In the copy, include every entry exactly but none of the pictures.

(Records from a collection)
---------------

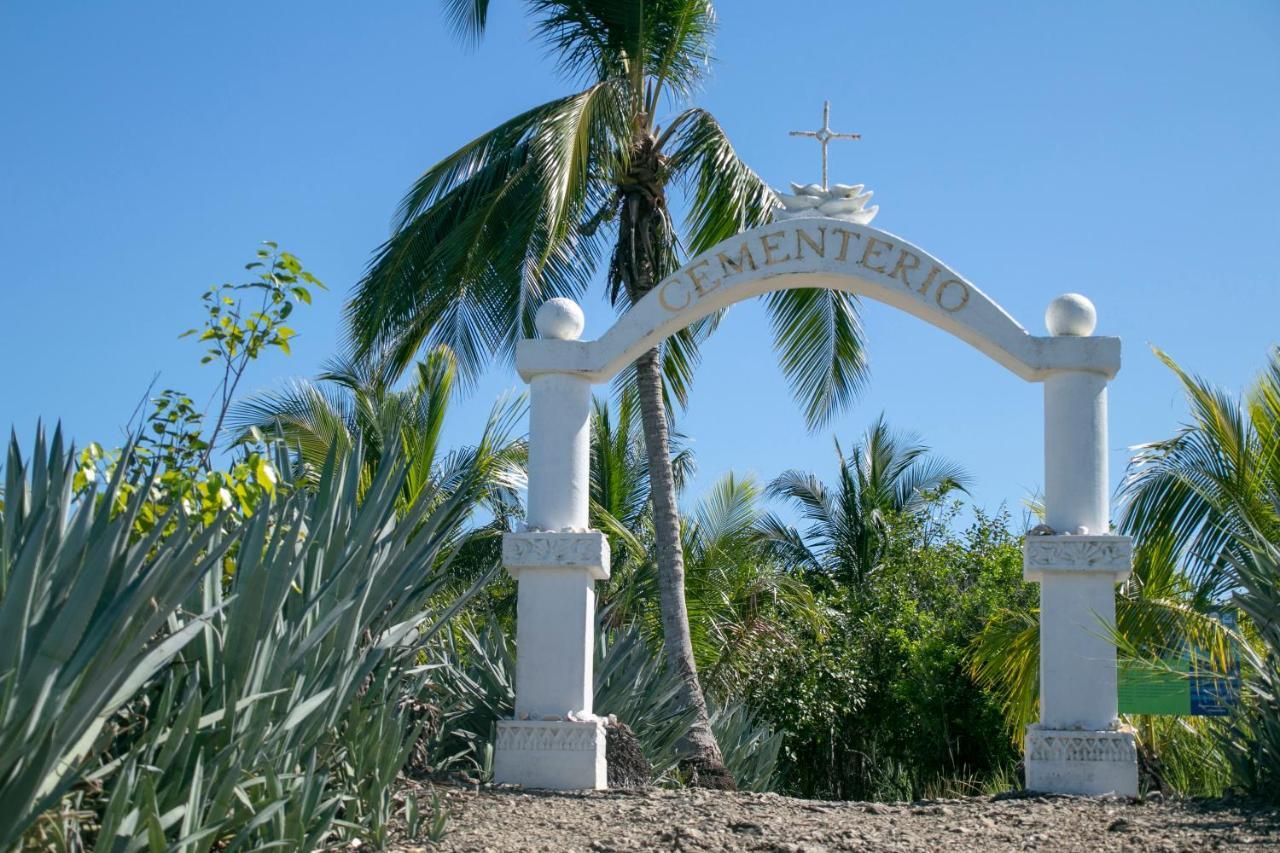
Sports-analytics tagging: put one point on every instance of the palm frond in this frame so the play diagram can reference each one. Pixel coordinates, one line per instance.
(727, 196)
(818, 337)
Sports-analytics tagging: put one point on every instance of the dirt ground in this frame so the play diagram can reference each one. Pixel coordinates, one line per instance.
(695, 820)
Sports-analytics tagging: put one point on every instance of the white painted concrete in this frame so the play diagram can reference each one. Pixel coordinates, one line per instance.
(554, 742)
(828, 254)
(1075, 748)
(1078, 748)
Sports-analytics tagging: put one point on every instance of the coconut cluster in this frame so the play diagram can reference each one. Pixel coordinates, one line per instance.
(840, 201)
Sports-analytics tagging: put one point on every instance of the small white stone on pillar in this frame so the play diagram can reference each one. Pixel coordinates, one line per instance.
(1078, 747)
(556, 742)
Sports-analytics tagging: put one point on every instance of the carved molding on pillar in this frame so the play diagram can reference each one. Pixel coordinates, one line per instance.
(1079, 553)
(1050, 744)
(530, 735)
(586, 550)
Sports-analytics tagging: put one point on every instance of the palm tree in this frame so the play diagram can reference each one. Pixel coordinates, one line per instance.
(522, 214)
(883, 475)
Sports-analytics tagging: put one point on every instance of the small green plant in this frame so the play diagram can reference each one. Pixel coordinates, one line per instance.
(435, 828)
(172, 456)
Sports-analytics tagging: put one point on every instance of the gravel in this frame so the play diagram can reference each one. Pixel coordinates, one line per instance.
(700, 820)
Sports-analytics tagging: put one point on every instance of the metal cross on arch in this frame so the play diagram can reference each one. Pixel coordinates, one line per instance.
(824, 135)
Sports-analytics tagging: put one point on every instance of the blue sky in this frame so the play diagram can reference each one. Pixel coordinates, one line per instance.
(1125, 150)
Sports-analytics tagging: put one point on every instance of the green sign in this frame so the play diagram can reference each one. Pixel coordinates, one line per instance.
(1175, 687)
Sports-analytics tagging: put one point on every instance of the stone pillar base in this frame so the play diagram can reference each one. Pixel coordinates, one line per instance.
(1088, 763)
(553, 755)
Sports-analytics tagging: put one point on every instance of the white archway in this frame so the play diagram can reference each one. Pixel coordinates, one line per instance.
(1078, 747)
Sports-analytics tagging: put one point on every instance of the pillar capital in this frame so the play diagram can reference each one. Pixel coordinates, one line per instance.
(1077, 555)
(585, 550)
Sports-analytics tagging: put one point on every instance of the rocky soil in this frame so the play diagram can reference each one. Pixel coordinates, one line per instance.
(696, 820)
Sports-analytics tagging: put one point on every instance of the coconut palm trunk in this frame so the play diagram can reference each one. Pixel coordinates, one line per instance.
(640, 259)
(704, 762)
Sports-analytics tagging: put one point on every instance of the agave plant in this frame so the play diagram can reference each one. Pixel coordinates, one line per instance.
(82, 611)
(355, 401)
(287, 708)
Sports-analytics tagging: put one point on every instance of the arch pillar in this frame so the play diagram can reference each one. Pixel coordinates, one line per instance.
(1078, 747)
(554, 740)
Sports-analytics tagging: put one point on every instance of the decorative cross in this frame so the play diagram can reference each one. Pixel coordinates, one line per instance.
(824, 136)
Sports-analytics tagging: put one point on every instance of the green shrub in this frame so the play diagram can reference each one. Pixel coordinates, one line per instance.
(883, 707)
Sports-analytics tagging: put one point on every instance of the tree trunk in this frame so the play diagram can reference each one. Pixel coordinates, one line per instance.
(704, 763)
(640, 259)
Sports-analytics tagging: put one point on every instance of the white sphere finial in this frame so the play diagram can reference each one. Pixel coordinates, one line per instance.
(1070, 314)
(560, 319)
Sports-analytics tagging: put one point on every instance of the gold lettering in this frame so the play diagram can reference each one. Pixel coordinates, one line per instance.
(844, 241)
(662, 296)
(871, 250)
(699, 281)
(942, 290)
(739, 265)
(924, 287)
(769, 260)
(819, 249)
(901, 267)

---------------

- **Solution to this task**:
Sports-analytics tagging: put one point on every instance of the palm frond in this frame so the play diagram can reference each one. Pixel coordinates, one line per instance.
(727, 196)
(818, 337)
Sports-analytics tagging: put one point on every instance of the dirt ground in this frame so the play diagram can reference each one. Pixel coordinates, one line per instance.
(695, 820)
Sports-analytics tagging: put one point on every instance of the white painted concrete in this frame so the play diagram can reference each one. Pixel coordinates, one line per instance.
(554, 742)
(828, 254)
(1075, 748)
(1078, 748)
Sports-analytics tagging: put one point on every instance of the coconut cluster in this frame so the play diagram can reference each one. Pixel coordinates, one line per instance.
(840, 201)
Sports-analytics tagging: put one point on every instance of the small white stone on pillar in this frame so the play diagram can reference each one. Pixel coordinates, one line per instance.
(1078, 747)
(556, 742)
Sports-analytics tagging: put one point on every instance of the carved molding on pillar in this frame so the play diagram can reference each one. Pixel coordinates, one line per instance.
(1079, 553)
(1050, 744)
(530, 735)
(586, 550)
Sports-analytics tagging: put one point on every instance of the palm tree in this frame so the play diagram can reference each one. Pixel coordinates, one line per instance.
(522, 214)
(883, 475)
Sports-analytics tagging: put one point on every instance of the small green plant in this frame so the play diagram can reference each one. Pixel coordinates, one line per instance.
(435, 828)
(172, 456)
Sports-analytics tagging: put one point on every instance of the gravel in this frame so the play diagram can reference each one. Pixel coordinates, one line per instance.
(700, 820)
Sports-analytics tagging: put one point on every instance of the metal cross on arch in this frame so the play diagram can reference each one. Pixel coordinates, one line per instance.
(824, 135)
Sports-analytics tagging: put one point on every instance of the blue sky in this frame so the play diagram can reference each one. Pixel coordinates, one line per instance.
(1125, 150)
Sports-analytics tagging: put one point on every instance of the green sign in this frame so the play diagram can reference each one. Pixel coordinates, one line per instance.
(1175, 687)
Sports-analytics tagging: put one point on every instance of the stone pillar base in this frame so the play diagram can reference each one. Pixel coordinates, one line per instance.
(1088, 763)
(553, 755)
Sports-analytics tagging: put one point on every instance of the white archway in this frame so the play diagram can reference each one. Pixel coordinates, one line per instance.
(1078, 747)
Sports-analytics tagging: put one point on every instance of the pillar capital in this frame so the play diagram can reference each one. Pixel coordinates, one line per instance.
(1077, 555)
(585, 550)
Sports-analytics tagging: put one point on every instance of the rocky soil in this frame so the play diagram can reference each one. Pixel coordinates, one line per instance.
(696, 820)
Sports-analytics tagging: put one point on every instance of the coconut palm trunk in this frame so the play diagram can reference each one. Pixel coordinates, one line per instance.
(640, 259)
(704, 762)
Sports-analytics tagging: put one point on every instance of the agave plant in this frame so the play diagram can reference each one. Pixel coordinates, one line per instance.
(82, 611)
(355, 401)
(287, 708)
Sports-analytics tagging: put one point on every instance of the arch pillar in this frame so the play diagram can reference each one. Pixel coordinates, one line per instance.
(1078, 747)
(554, 740)
Sports-analytics tagging: put one point on every instance of the decorative cross in this frame so the play diagram can reference each one. Pixel coordinates, one line per instance.
(824, 136)
Sports-analytics tagging: put one point on every instance of the green shrub in this frame so the play diagram can reference each one. Pixel coordinates, one line per instance.
(883, 707)
Sports-analytics tagging: put one point on every instance of the tree trunk in this frame so the play diagram can reference each one. Pixel coordinates, one line per instance.
(704, 763)
(640, 259)
Sports-analytics tagging: put one point on every instance of the white sphere finial in this frame so the play diagram can reference each one. Pixel coordinates, one line per instance.
(1070, 314)
(560, 319)
Sports-analytics tagging: put one point on every instance of the gold lettering in this frame so the play diagram can reference each one. Pixel coordinates, one line per instance.
(844, 241)
(662, 296)
(871, 250)
(699, 281)
(942, 290)
(739, 265)
(924, 287)
(769, 260)
(819, 249)
(901, 267)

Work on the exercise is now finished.